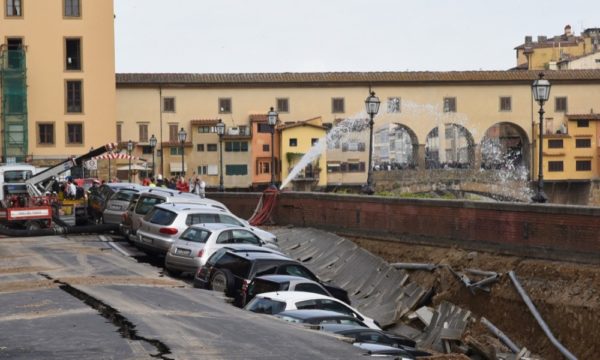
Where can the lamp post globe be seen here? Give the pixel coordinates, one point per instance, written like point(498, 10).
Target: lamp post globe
point(129, 150)
point(541, 94)
point(182, 135)
point(220, 127)
point(372, 106)
point(152, 142)
point(272, 119)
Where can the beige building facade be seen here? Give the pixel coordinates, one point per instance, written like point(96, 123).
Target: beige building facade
point(426, 120)
point(58, 78)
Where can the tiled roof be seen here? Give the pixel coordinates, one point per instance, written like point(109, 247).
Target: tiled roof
point(200, 122)
point(391, 77)
point(590, 116)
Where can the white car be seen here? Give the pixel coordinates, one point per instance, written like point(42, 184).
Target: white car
point(198, 242)
point(275, 302)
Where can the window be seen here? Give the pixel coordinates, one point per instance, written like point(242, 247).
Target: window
point(236, 146)
point(450, 104)
point(583, 165)
point(14, 8)
point(236, 170)
point(173, 133)
point(393, 105)
point(555, 166)
point(74, 133)
point(45, 133)
point(175, 150)
point(202, 170)
point(143, 132)
point(72, 8)
point(224, 105)
point(264, 167)
point(119, 132)
point(505, 103)
point(264, 128)
point(74, 96)
point(168, 104)
point(583, 143)
point(560, 104)
point(337, 105)
point(583, 123)
point(555, 143)
point(73, 54)
point(283, 105)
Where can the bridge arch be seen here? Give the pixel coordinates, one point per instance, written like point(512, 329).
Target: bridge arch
point(455, 149)
point(505, 145)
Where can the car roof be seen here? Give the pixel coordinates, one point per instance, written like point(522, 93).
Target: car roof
point(277, 278)
point(314, 313)
point(294, 296)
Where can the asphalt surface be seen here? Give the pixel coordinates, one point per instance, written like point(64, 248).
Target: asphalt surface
point(82, 297)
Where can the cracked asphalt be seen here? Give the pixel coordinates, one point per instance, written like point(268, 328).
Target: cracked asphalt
point(82, 297)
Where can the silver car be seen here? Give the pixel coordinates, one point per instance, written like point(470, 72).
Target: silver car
point(118, 203)
point(166, 222)
point(132, 218)
point(199, 242)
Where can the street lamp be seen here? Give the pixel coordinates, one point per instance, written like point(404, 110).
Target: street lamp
point(272, 118)
point(129, 149)
point(152, 146)
point(181, 135)
point(221, 131)
point(372, 105)
point(541, 93)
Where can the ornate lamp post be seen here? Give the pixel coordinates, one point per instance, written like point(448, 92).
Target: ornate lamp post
point(272, 118)
point(129, 149)
point(182, 135)
point(541, 93)
point(372, 104)
point(152, 146)
point(221, 131)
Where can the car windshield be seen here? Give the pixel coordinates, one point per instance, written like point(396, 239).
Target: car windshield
point(162, 217)
point(260, 286)
point(265, 306)
point(195, 235)
point(146, 203)
point(124, 195)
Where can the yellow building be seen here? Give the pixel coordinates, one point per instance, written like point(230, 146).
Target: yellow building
point(58, 87)
point(550, 52)
point(298, 141)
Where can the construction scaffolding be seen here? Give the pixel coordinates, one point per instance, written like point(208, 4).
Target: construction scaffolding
point(13, 82)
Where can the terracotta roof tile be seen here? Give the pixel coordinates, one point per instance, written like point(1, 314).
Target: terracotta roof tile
point(341, 78)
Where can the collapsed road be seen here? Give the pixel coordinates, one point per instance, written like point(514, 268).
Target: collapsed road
point(76, 297)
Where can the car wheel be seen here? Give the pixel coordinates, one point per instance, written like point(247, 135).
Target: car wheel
point(222, 281)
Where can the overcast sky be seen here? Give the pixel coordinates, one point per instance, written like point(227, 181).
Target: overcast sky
point(237, 36)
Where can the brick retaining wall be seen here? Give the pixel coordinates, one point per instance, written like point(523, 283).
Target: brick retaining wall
point(547, 231)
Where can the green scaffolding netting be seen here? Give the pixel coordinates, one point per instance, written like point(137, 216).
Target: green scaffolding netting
point(13, 81)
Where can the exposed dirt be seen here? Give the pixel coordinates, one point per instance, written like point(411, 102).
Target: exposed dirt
point(567, 295)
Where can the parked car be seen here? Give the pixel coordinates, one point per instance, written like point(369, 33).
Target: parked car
point(316, 317)
point(198, 242)
point(166, 222)
point(231, 273)
point(98, 198)
point(118, 203)
point(157, 195)
point(299, 300)
point(270, 283)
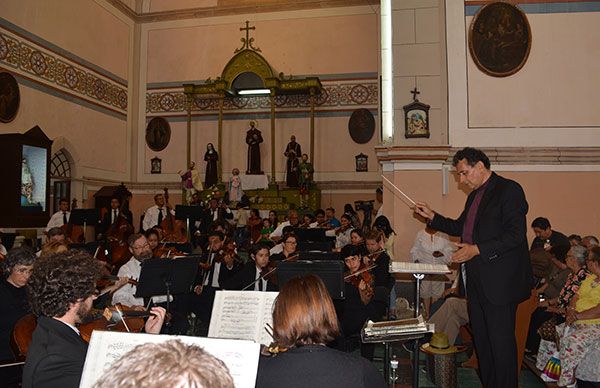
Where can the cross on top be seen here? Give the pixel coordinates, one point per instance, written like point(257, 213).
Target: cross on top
point(247, 42)
point(414, 93)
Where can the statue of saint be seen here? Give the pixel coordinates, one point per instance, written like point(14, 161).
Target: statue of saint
point(293, 151)
point(211, 157)
point(253, 139)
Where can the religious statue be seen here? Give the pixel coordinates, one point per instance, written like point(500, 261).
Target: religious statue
point(305, 178)
point(26, 184)
point(253, 139)
point(211, 157)
point(235, 186)
point(292, 152)
point(191, 182)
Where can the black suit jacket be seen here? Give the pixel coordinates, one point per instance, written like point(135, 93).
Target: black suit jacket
point(55, 357)
point(244, 277)
point(502, 270)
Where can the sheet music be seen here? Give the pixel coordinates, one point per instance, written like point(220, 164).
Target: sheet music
point(242, 315)
point(241, 357)
point(419, 268)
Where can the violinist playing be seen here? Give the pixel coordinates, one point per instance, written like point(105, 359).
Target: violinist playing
point(342, 233)
point(252, 271)
point(111, 218)
point(289, 243)
point(62, 289)
point(364, 300)
point(218, 267)
point(378, 256)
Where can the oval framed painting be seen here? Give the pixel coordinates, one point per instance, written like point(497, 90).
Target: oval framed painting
point(500, 39)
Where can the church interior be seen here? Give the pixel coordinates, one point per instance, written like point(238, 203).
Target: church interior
point(153, 97)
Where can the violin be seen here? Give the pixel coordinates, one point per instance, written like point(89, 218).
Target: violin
point(173, 230)
point(342, 229)
point(362, 275)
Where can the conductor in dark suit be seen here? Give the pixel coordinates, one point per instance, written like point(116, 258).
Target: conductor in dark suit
point(249, 276)
point(494, 261)
point(61, 292)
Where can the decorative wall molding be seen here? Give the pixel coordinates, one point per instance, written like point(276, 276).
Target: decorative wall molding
point(242, 7)
point(336, 94)
point(435, 155)
point(48, 68)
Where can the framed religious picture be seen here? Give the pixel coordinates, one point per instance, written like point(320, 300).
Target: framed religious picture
point(362, 162)
point(155, 165)
point(416, 120)
point(9, 97)
point(499, 39)
point(158, 134)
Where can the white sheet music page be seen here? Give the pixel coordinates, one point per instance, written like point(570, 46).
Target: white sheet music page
point(241, 357)
point(418, 268)
point(242, 315)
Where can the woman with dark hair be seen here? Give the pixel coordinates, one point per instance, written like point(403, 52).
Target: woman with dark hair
point(210, 157)
point(382, 224)
point(304, 321)
point(13, 299)
point(352, 214)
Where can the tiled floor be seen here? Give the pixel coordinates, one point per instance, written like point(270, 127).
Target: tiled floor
point(466, 377)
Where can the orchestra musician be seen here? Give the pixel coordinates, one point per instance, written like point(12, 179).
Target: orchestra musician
point(290, 243)
point(218, 268)
point(62, 289)
point(252, 271)
point(111, 218)
point(304, 322)
point(61, 217)
point(154, 215)
point(364, 300)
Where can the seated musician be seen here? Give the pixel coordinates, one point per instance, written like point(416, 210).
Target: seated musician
point(289, 244)
point(219, 268)
point(342, 233)
point(248, 277)
point(61, 217)
point(62, 289)
point(364, 300)
point(167, 364)
point(154, 215)
point(111, 218)
point(304, 322)
point(379, 257)
point(13, 298)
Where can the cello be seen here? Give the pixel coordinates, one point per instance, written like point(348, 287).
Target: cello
point(173, 230)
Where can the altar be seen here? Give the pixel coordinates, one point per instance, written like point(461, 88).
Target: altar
point(253, 182)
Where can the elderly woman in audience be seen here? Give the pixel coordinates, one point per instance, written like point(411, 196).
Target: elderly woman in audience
point(581, 331)
point(13, 300)
point(304, 321)
point(551, 311)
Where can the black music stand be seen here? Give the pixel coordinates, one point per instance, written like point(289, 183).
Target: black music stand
point(167, 277)
point(188, 214)
point(84, 217)
point(331, 273)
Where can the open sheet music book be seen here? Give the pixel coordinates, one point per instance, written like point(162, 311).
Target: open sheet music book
point(418, 268)
point(241, 357)
point(242, 315)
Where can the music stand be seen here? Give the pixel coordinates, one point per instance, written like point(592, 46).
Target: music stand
point(187, 213)
point(331, 273)
point(84, 217)
point(167, 277)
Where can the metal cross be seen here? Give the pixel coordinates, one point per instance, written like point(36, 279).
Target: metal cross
point(414, 93)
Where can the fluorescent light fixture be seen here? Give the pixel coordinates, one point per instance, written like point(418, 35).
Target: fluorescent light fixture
point(253, 91)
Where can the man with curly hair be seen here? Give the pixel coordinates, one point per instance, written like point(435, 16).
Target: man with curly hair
point(62, 288)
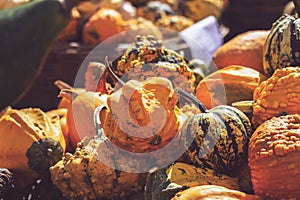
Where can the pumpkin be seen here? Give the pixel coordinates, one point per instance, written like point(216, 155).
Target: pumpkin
point(227, 85)
point(5, 179)
point(282, 47)
point(80, 113)
point(83, 175)
point(164, 183)
point(154, 10)
point(174, 22)
point(149, 50)
point(200, 9)
point(142, 116)
point(212, 192)
point(219, 137)
point(102, 25)
point(245, 49)
point(274, 158)
point(141, 72)
point(29, 130)
point(279, 94)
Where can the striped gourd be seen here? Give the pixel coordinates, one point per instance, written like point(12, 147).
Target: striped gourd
point(282, 46)
point(220, 137)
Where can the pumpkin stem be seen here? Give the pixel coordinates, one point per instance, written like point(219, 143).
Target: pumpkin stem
point(244, 106)
point(62, 85)
point(193, 99)
point(68, 93)
point(297, 6)
point(108, 65)
point(150, 183)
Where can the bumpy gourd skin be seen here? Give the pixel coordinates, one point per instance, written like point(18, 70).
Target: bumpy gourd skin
point(274, 158)
point(82, 175)
point(180, 176)
point(143, 116)
point(21, 128)
point(220, 138)
point(149, 50)
point(280, 94)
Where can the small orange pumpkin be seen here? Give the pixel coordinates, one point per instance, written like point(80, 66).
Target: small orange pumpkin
point(102, 25)
point(245, 49)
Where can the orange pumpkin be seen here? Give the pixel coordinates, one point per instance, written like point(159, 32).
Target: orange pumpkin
point(102, 25)
point(279, 94)
point(245, 49)
point(230, 84)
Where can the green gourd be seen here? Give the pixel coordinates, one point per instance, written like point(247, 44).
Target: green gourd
point(220, 137)
point(27, 32)
point(282, 46)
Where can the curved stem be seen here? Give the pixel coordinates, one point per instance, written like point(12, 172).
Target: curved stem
point(62, 85)
point(69, 94)
point(297, 6)
point(109, 67)
point(191, 98)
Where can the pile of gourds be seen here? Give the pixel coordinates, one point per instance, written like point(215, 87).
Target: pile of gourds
point(89, 146)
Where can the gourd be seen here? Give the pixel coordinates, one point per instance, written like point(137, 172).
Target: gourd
point(212, 192)
point(218, 137)
point(83, 175)
point(103, 24)
point(282, 46)
point(145, 52)
point(278, 95)
point(164, 183)
point(33, 142)
point(245, 49)
point(142, 116)
point(274, 158)
point(227, 85)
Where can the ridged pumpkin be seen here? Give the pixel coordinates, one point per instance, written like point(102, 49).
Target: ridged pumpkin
point(220, 137)
point(166, 182)
point(279, 94)
point(24, 132)
point(205, 192)
point(282, 47)
point(230, 84)
point(245, 49)
point(274, 158)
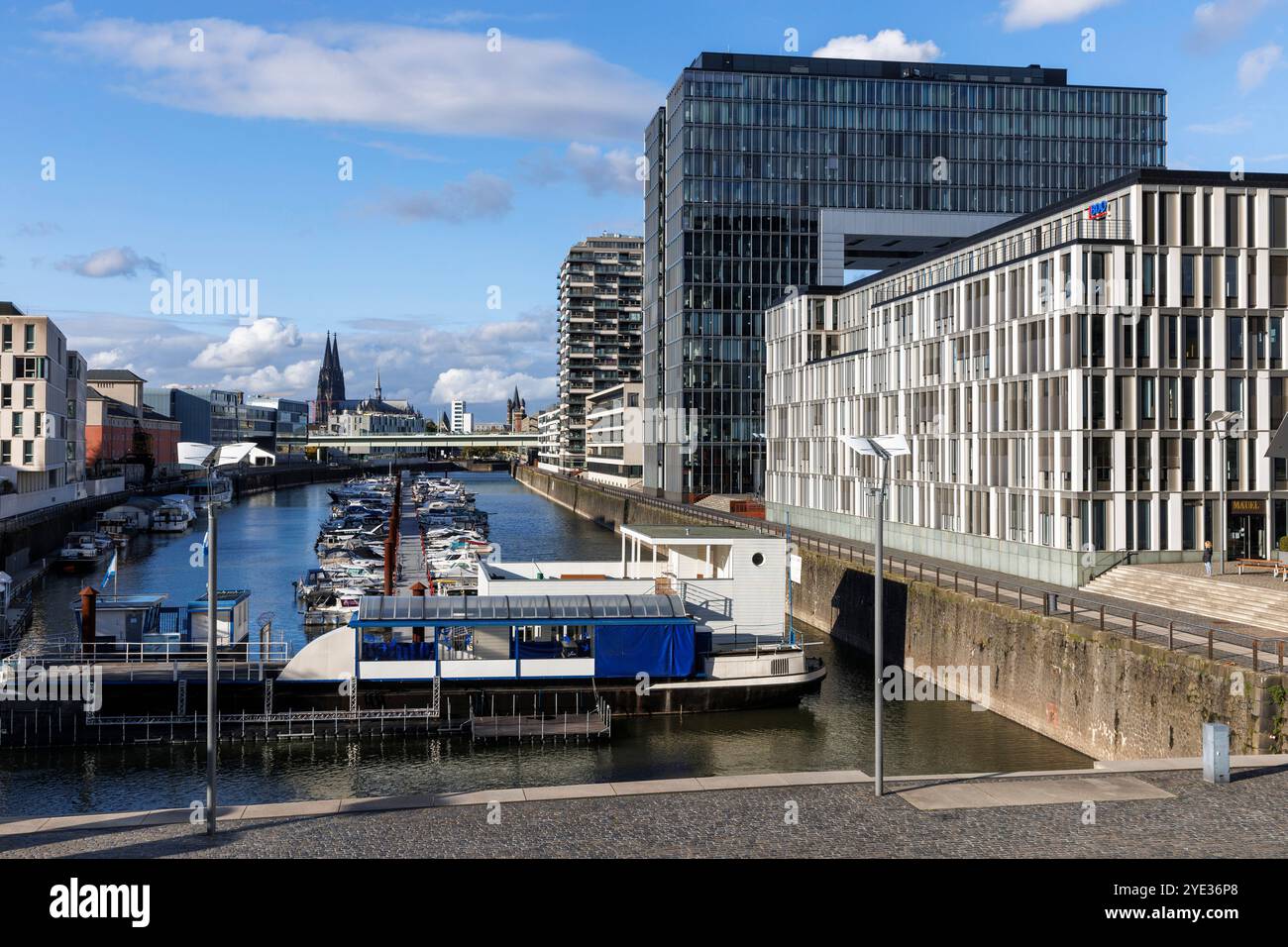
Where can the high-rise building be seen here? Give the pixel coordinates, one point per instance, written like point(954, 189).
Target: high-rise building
point(768, 171)
point(330, 380)
point(600, 330)
point(1056, 380)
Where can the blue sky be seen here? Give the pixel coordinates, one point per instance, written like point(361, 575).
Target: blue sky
point(472, 167)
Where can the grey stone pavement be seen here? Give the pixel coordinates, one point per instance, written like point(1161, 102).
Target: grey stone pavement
point(1244, 818)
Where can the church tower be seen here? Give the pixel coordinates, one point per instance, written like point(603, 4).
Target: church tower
point(330, 380)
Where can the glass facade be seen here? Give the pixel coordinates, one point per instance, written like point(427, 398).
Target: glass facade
point(751, 149)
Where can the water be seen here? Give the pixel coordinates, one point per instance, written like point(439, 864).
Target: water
point(266, 541)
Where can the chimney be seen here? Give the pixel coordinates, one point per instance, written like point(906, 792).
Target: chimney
point(89, 616)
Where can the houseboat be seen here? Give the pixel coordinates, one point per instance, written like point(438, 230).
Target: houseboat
point(690, 618)
point(218, 489)
point(82, 552)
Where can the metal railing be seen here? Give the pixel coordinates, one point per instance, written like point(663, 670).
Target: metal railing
point(1186, 634)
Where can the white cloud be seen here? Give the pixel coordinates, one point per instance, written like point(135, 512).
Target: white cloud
point(112, 359)
point(108, 262)
point(59, 11)
point(887, 44)
point(250, 347)
point(434, 81)
point(490, 385)
point(294, 379)
point(274, 356)
point(1220, 20)
point(1030, 14)
point(1256, 64)
point(478, 196)
point(597, 169)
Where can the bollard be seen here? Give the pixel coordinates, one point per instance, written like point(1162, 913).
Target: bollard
point(1216, 753)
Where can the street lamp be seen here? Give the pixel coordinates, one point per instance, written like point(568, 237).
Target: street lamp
point(207, 458)
point(881, 447)
point(1225, 424)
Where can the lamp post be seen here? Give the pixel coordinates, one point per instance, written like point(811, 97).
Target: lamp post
point(210, 459)
point(884, 449)
point(1225, 424)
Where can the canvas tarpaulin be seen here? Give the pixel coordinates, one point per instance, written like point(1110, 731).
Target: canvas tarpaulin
point(660, 651)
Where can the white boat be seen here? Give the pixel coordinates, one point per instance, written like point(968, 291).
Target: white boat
point(174, 514)
point(206, 491)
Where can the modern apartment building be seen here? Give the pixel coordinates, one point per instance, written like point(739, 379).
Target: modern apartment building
point(1055, 379)
point(42, 416)
point(462, 420)
point(768, 171)
point(548, 438)
point(600, 330)
point(290, 420)
point(614, 437)
point(210, 415)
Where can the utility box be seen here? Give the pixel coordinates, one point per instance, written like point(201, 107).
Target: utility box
point(1216, 753)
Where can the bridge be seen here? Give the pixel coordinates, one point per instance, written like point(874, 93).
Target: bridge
point(421, 444)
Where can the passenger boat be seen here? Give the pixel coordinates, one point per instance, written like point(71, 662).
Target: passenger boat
point(218, 489)
point(691, 618)
point(82, 552)
point(174, 514)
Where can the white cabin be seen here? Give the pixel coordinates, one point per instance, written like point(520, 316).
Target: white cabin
point(734, 581)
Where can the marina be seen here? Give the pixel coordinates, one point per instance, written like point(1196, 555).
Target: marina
point(828, 729)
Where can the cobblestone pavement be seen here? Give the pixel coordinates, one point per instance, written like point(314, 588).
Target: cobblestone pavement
point(1248, 817)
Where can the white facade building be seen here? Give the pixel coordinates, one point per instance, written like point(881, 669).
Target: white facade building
point(1054, 376)
point(548, 440)
point(614, 444)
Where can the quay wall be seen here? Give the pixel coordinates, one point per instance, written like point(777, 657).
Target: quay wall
point(1098, 692)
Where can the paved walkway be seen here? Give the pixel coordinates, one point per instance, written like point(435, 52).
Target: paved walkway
point(1171, 812)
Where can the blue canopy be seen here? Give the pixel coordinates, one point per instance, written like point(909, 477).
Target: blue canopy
point(660, 651)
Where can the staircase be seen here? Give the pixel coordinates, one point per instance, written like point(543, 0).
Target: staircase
point(1227, 602)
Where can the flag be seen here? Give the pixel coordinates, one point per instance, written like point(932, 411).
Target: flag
point(111, 573)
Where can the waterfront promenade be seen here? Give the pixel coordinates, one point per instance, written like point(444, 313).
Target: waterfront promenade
point(1160, 809)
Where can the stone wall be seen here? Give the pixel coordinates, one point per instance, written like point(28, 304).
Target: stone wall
point(1098, 692)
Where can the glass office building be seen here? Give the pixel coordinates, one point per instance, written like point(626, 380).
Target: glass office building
point(768, 171)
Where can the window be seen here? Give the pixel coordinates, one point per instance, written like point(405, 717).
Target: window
point(35, 368)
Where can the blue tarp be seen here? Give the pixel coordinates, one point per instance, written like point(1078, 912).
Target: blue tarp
point(536, 650)
point(660, 651)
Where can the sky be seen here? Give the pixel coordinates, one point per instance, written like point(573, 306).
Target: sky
point(411, 175)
□ □ □ □ □ □ □
Directions | Copy out every line of the items, starting at the line containing "Where can the paved" and ending at the line containing "point(1171, 812)". Multiply each coordinate in the answer points by 0.75 and round it to a whole number, with halves rounded up, but leave the sample point in the wording unchanged.

Problem solution |
Where can the paved walkway be seen here? Give the pixel coordinates, one point per instance, written like point(435, 52).
Target: paved walkway
point(878, 609)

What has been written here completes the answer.